# TEXT PROVIDED:
## begin

Doctor Wernher has been pretty much silent up to now, but as they near the Moon, he starts looking around shiftily and asking Bright-eyes questions about how to fly the ship. As a matter of fact, it seems to be only a matter of punching a couple of buttons and twisting a few knobs, so being a pilot doesn't seem to require any particular skill. Maybe it's the navigation that's the hard part, since it appears that this is done by peering out of the control room window and using some kind of sextant.


The starfield races by behind them like they’re going Warp 97.

However, Major Bill has begun giving Dr. Wernher a few suspicious looks and finally resorts to that tried-and-true method of ferreting out foreign spies, which is, of course, asking him questions about baseball. Dr. Wernher fails miserably, and once he leaves the control room, Major Bill confides his suspicions to Bright-eyes. Being just a dumb girl who knows nothing about baseball herself, she laughs off his suspicions, but Major Bill turns out to be less than a genius himself, since he neglected to make sure that Dr. Wernher was actually out of earshot before tattling on him. This was a serious mistake, and Dr. Wernher promptly reappears and starts fighting with Major Bill.


Intrigue is afoot…in space!

In the commotion, one of them hits the wrong (unmarked and unguarded) button and sends the spaceship, and the gravity, careening out of control. Talk about a poor design, but I'll put off the lecture for now and get back to our main characters, who are now writhing slowly under the pressure of intolerable gravity. How much gravity, I can't say, because their "Gravitometer" doesn't have any units marked on it. And the access to the lower level is just an open hole in the floor! What idiot designed this spaceship, anyway? Don't tell me it was Bright-eyes! Jeez, whoever did this ought to be...Oh, well, back to the first exciting moment this movie has had. Yeah, it's been really boring so far, but I'm hoping the action is picking up.


More of a visual aide than a measurement.

Bright-eyes finally proves to be of some use when she manages to push a button (one single button!) that cuts off the acceleration and brings the gravity back to normal. Yes, the spaceship does have normal gravity, I suppose it was too expensive to fake weightlessness. Luckily Major Bill managed to get the best of Dr. Wernher, because the exertion of pressing a button appears to have been too much for poor Bright-eyes. She collapses limply on her chaise lounge after her heroic effort, although Major Bill seems to be completely unaffected. See why girls shouldn't pilot spaceships? They're just too fragile, the poor little things.


A scream or a yawn, you decide.

## end

# Point-based annotation data:
## begin

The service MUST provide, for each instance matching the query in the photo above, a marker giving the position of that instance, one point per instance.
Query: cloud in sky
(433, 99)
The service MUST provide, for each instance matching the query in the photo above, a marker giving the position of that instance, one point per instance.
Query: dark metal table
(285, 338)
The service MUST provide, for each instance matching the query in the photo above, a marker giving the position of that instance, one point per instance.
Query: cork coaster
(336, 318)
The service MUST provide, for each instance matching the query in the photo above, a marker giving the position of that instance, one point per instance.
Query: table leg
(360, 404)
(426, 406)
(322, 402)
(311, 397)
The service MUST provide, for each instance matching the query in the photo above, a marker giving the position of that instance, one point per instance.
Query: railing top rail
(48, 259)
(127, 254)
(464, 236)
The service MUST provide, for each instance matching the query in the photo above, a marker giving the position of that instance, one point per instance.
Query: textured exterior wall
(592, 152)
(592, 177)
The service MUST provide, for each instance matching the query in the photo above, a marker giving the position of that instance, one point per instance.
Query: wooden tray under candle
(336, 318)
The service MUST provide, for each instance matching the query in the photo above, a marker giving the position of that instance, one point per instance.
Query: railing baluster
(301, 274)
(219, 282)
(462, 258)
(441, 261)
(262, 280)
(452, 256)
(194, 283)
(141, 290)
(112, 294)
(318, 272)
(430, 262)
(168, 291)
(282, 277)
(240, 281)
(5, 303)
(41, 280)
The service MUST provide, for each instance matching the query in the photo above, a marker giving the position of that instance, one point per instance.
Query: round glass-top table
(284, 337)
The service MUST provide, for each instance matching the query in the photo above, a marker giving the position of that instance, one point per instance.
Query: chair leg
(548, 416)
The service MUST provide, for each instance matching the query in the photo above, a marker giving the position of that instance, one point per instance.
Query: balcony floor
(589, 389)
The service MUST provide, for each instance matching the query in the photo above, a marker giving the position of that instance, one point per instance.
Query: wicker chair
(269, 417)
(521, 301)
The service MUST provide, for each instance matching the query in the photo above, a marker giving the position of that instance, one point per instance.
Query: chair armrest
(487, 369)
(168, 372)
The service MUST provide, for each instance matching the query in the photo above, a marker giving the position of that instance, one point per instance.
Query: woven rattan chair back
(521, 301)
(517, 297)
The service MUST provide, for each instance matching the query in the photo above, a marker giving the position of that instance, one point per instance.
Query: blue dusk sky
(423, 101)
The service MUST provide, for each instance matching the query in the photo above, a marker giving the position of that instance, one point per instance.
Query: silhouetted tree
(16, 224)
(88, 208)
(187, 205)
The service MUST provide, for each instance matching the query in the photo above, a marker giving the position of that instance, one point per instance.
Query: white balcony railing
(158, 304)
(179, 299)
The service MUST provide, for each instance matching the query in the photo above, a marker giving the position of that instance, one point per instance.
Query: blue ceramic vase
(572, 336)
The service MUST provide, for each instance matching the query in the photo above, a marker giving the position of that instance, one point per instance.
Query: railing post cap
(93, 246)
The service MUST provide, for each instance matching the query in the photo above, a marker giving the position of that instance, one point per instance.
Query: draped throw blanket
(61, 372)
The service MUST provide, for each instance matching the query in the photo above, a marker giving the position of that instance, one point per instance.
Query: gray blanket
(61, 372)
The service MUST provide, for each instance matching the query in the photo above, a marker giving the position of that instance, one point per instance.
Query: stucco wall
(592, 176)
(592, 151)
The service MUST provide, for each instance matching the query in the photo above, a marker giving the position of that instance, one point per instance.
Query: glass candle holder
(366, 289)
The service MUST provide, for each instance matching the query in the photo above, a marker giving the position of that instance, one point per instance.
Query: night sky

## end

# SHORT EXERCISE:
Answer these questions using the movie review above.
(a) What method does Major Bill use to test whether Dr. Wernher is a foreign spy?
(b) What does the review say the "Gravitometer" lacks?
(c) How does Bright-eyes bring the gravity back to normal?

# THE ANSWER:
(a) He asks Dr. Wernher questions about baseball.
(b) It has no units marked on it.
(c) She pushes a button that cuts off the acceleration.